» **EXERCISE REQUIREMENTS**:
An exact reproduction of the records is required, with all pictures omitted.
[[ DATASET RECORDS open ]]
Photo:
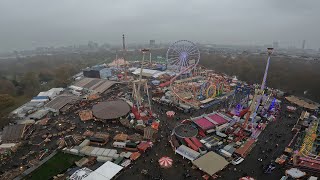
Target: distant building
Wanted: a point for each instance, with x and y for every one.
(152, 43)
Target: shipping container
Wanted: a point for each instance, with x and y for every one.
(118, 160)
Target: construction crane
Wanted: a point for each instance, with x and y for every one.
(258, 93)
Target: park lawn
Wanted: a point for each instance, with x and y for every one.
(57, 164)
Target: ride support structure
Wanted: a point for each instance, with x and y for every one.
(258, 93)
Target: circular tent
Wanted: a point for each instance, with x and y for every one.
(185, 131)
(110, 109)
(165, 162)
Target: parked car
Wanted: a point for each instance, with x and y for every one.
(237, 160)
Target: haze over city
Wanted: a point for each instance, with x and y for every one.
(159, 90)
(36, 23)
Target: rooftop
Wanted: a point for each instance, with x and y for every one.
(210, 163)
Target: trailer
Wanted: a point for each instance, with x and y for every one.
(191, 145)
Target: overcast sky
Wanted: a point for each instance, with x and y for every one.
(25, 24)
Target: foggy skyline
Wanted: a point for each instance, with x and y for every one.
(36, 23)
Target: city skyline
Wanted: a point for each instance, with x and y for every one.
(31, 24)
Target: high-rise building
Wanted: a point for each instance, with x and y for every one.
(152, 43)
(275, 44)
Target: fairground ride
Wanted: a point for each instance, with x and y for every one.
(137, 84)
(192, 83)
(258, 94)
(306, 149)
(182, 57)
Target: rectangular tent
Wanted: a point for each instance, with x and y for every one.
(211, 163)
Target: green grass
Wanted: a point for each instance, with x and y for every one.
(57, 164)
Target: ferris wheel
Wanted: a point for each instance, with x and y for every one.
(183, 56)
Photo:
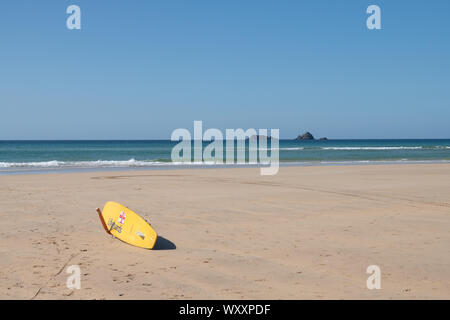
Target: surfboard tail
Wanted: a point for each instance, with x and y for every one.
(102, 220)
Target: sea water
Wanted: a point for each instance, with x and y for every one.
(22, 156)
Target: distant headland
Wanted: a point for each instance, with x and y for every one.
(308, 136)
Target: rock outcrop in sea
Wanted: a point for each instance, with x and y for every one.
(305, 136)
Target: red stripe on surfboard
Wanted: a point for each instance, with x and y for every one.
(102, 220)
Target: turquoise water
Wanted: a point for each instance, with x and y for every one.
(37, 155)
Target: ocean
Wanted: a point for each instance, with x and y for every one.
(44, 156)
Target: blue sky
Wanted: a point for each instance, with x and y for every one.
(140, 69)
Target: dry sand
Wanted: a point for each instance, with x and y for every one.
(308, 232)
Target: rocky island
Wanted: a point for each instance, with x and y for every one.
(308, 136)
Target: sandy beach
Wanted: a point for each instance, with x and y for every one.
(306, 233)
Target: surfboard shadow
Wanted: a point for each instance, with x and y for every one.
(164, 244)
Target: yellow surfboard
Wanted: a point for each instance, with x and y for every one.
[[ DATASET RECORDS closed ]]
» **EXPECTED ANSWER**:
Photo:
Target: distant building
Wanted: a point for each instance, with x and y for every one.
(152, 43)
Target: shipping container
Wanted: a point for each instance, with x and y for every one.
(118, 160)
Target: construction crane
Wanted: a point for each instance, with x and y for every one.
(258, 93)
Target: park lawn
Wanted: a point for each instance, with x and y for every one.
(57, 164)
Target: ride support structure
Wanted: a point for each instance, with x and y for every one.
(258, 93)
Target: circular tent
Wanted: a point for each instance, with x and y for every one.
(185, 131)
(110, 109)
(165, 162)
Target: parked car
Wanted: a point for each instance, with x and y for every one.
(237, 160)
Target: haze over city
Wanted: a point for each instance, with x and y for every one.
(159, 90)
(36, 23)
Target: rooftop
Wanted: a point for each instance, with x and y for every one.
(210, 163)
Target: trailer
Wanted: a point for each instance, with x and y for every one.
(191, 145)
Target: overcast sky
Wanted: a point for each instance, with x and y for every one.
(25, 24)
Target: foggy skyline
Wanted: a point for each instance, with x and y for every one.
(36, 23)
Target: city skyline
Wanted: a point for each instance, with x and y for every one.
(31, 24)
Target: high-rise building
Wanted: a point for each instance, with x and y for every one.
(152, 43)
(275, 44)
Target: fairground ride
Wanted: a point for each instance, with x and y for every one.
(137, 84)
(192, 83)
(258, 94)
(306, 149)
(182, 57)
Target: rectangular tent
Wanted: a point for each instance, with x and y for every one.
(211, 163)
Target: green grass
Wanted: a point for each instance, with x and y for every one.
(57, 164)
Target: ferris wheel
Wanted: a point for each instance, with x and y for every one.
(183, 56)
Photo:
Target: surfboard tail
Wanted: a point for each instance, with x and y for every one.
(102, 220)
Target: sea water
Wanted: a point for each instance, with x and y for every one.
(22, 156)
Target: distant headland
Wanted: a point for each instance, with x and y for every one.
(308, 136)
Target: rock outcrop in sea
Wanted: a point for each instance, with x and y for every one.
(305, 136)
Target: red stripe on surfboard
Wanted: a point for each instance, with x and y for every one.
(102, 220)
Target: turquoise water
Wanted: a point for each instance, with x and y for every one.
(37, 155)
Target: ocean
Wanted: a point for each instance, with x and y for every one.
(44, 156)
Target: blue sky
Wanted: a point for each instance, with x and y for every one.
(140, 69)
Target: dry sand
Wanted: a point for each instance, with x and y for every one.
(308, 232)
Target: rocky island
Wanted: a point for each instance, with x and y for every one.
(308, 136)
Target: sandy beach
Wanted: a point for each instance, with x and y for every one.
(306, 233)
Target: surfboard shadow
Wanted: a point for each instance, with x and y for every one.
(164, 244)
Target: yellow surfboard
Wanted: a point for each instance, with x and y for every one.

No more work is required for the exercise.